* TEXTO APRESENTADO:
+ + +
Tirando naturalmente alguma educação cívica que evite que as crianças caiam em armadilhas de adultos menos bem intencionados, que aliás Pacheco Pereira referiu, e mesmo essa deverá ser dada fundamentalmente em casa, a tese do comentador do PSD revela, acima de tudo, total incompreensão da forma como o Mundo mudou, que torna o seu conceito de "ensinar a usar a internet" na escola desprovido de sentido, pela mais evidente das razões: ao contrário do que sucedeu todo o restante conhecimento acumulado e transmitido pela humanidade ao longo da sua história, se mandássemos hoje os professores portugueses ensinarem aos jovens como usar as novas ferramentas de comunicação rapidamente constataríamos que na maioria  dos casos, e se entendermos aqui que o professor é quem detém o conhecimento e o aluno quem o recebe, os papéis se inverteriam, e acabariam por ser as crianças a ensinar os adultos sobre como explorar a internet.

Thursday, April 21, 2011

Quando um homem quiser

Hoje foi um dia recheado de peripécias: numa daquelas opiniões que não há contexto que explique, Otelo Saraiva de Carvalho disse a um jornal que precisávamos de um homem como Salazar. O jornal 'i' descobriu ainda Telmo, concorrente do primeiro Big Brother e infame responsável pela introdução da palavra "órgias" na bela língua portuguesa, em lugar obscuro nas listas do PS à Assembleia da República, tudo isto num dia em que, enquanto a Troika procura perceber porque produzimos e crescemos tão pouco, o Governo decidiu dar tolerância de ponto na véspera de uma dupla ponte de quatro dias.

Quando expus, há pouco no Facebook, esta peculiar coincidência de acontecimentos estranhos, uma amiga minha perguntou, com alguma propriedade, se hoje não seria o primeiro dia do mês de Abril, onde tudo parece ser possível nos títulos da imprensa. Foi um momento de revelação, que me fez perceber que nestes tempos estranhos em que  vivemos o 1 de Abril é, como o Natal, quando um homem quiser.

Tuesday, April 12, 2011

Dois dias que mudaram Nobre

Poucos meses depois de dizer que nunca entraria na política, que comparou a um "saco de gatos" pouco recomendável a um homem sério, Fernando Nobre anunciou há dois dias que seria o cabeça de lista do PSD por Lisboa, e o Partido anunciou por sua vez que o médico e fundador da AMI seria o seu candidato ao segundo lugar da hierarquia do Estado, a presidência da Assembleia da República. Dois dias depois a página do Facebook onde Nobre tinha perto de 40.000 aderentes foi desactivada, face ao afluxo de protestos, e substituída por uma outra com comentários moderados, obviamente noutro tom e obviamente quase deserta.
+ + +
* LISTA DE TAREFAS:
A: Indique, para cada afirmação, se está de acordo com o texto apresentado, respondendo sim ou não e citando literalmente as palavras do texto que o determinam: (i) Otelo Saraiva de Carvalho declarou a um jornal que precisávamos de um homem como Salazar; (ii) a página de Facebook de Fernando Nobre tinha perto de 40.000 aderentes quando foi desativada; (iii) Fernando Nobre seria cabeça de lista do PSD pelo Porto.
B: Copie fielmente o trecho do texto apresentado, começando em "Quando expus, há" e seguindo até "um homem quiser.".

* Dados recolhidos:
+ + +
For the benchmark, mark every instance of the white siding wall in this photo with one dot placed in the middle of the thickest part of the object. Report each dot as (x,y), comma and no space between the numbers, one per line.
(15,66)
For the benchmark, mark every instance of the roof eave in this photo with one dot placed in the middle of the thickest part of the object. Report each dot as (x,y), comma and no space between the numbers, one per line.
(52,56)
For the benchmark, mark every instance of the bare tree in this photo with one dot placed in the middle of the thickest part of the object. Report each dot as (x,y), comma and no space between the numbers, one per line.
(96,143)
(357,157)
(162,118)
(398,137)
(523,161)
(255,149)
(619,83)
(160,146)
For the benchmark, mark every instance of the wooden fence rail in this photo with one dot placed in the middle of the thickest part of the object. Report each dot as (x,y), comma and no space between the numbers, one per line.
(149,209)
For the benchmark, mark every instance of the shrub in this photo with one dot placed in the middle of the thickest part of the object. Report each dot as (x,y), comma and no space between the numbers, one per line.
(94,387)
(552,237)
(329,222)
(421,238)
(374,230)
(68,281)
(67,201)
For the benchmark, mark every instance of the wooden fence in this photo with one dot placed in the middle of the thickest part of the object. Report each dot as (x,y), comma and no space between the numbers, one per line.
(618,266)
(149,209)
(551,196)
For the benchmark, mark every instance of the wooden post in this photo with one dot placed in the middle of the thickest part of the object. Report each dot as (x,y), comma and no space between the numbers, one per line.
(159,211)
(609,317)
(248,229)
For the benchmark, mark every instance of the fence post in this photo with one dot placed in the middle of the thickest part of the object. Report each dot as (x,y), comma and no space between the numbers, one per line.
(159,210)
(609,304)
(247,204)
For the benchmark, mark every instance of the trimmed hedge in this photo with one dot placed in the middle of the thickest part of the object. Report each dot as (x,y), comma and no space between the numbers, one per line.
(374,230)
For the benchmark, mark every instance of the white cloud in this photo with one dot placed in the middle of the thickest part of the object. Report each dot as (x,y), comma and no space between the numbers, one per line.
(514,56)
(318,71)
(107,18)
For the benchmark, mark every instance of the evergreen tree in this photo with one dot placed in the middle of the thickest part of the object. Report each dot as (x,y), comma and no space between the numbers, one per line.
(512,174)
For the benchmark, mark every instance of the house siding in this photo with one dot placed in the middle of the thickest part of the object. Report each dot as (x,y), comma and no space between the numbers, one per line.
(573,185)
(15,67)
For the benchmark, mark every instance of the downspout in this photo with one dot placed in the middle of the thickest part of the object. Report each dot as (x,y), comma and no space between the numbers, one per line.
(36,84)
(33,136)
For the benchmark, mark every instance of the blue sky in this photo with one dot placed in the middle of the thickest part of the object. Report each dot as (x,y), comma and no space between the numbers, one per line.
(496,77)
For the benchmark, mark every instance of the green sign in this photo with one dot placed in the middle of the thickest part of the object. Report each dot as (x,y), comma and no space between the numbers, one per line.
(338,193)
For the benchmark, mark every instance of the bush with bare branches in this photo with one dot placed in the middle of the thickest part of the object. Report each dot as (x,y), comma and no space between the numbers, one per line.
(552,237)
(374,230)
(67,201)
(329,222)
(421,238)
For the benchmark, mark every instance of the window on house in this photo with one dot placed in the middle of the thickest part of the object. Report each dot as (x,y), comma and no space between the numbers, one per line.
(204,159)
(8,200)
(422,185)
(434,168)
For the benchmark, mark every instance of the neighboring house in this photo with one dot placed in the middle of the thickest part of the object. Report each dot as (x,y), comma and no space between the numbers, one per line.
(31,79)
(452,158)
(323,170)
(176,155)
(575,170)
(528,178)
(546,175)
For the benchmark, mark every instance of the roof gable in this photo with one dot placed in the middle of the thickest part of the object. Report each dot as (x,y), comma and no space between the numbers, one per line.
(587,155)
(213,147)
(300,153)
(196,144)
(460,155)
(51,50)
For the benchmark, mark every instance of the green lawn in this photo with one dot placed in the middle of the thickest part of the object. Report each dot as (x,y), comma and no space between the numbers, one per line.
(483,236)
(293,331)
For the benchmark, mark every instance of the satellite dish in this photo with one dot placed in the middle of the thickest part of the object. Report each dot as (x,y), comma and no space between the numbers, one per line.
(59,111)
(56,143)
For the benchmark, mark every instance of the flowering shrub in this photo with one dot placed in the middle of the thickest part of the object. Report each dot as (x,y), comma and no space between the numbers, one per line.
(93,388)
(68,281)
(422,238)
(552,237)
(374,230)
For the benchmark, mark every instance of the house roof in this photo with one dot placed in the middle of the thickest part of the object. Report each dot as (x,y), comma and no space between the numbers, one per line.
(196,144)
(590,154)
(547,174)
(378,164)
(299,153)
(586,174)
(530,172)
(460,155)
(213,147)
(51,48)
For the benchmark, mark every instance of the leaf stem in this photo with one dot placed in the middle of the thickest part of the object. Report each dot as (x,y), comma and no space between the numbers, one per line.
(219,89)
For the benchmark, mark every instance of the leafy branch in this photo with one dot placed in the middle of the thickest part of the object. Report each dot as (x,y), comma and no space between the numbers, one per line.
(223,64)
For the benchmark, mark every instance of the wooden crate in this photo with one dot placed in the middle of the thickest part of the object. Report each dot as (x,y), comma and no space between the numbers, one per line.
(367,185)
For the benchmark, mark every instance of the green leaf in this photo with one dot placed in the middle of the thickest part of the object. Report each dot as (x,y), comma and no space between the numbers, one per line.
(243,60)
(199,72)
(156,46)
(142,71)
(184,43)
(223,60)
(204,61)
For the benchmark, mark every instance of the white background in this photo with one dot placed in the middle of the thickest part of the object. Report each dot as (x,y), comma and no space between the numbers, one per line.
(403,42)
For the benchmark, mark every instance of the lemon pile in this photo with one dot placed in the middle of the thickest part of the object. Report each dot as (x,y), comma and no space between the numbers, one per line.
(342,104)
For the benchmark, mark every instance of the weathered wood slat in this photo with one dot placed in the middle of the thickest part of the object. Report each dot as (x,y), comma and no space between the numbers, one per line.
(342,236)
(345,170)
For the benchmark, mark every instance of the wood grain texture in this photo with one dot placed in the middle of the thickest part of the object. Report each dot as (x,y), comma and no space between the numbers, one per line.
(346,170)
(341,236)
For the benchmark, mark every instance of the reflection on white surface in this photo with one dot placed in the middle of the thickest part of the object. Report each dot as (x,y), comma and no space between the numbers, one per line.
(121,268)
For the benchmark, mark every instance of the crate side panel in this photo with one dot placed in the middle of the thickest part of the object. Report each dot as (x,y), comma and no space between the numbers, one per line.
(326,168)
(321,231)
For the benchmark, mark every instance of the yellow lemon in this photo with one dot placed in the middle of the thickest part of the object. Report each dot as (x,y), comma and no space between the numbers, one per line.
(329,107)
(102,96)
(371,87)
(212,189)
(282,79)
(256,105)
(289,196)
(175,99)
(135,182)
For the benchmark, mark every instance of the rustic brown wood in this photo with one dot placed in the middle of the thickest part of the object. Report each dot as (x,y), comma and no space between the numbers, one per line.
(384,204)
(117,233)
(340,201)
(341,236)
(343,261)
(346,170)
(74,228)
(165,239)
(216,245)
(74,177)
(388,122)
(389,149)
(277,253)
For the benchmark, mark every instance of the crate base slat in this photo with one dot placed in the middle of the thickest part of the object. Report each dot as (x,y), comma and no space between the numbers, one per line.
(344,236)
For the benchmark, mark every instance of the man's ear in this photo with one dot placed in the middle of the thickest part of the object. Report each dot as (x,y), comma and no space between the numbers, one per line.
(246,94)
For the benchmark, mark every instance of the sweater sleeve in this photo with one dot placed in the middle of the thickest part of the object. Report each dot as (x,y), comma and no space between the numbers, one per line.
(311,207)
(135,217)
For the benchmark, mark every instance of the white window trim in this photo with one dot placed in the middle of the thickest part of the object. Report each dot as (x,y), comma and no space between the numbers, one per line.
+ + +
* RESPOSTAS POR TAREFA:
A:
(i) Sim: "Otelo Saraiva de Carvalho disse a um jornal que precisávamos de um homem como Salazar"
(ii) Sim: "a página do Facebook onde Nobre tinha perto de 40.000 aderentes foi desactivada"
(iii) Não: "seria o cabeça de lista do PSD por Lisboa"

B:
Quando expus, há pouco no Facebook, esta peculiar coincidência de acontecimentos estranhos, uma amiga minha perguntou, com alguma propriedade, se hoje não seria o primeiro dia do mês de Abril, onde tudo parece ser possível nos títulos da imprensa. Foi um momento de revelação, que me fez perceber que nestes tempos estranhos em que  vivemos o 1 de Abril é, como o Natal, quando um homem quiser.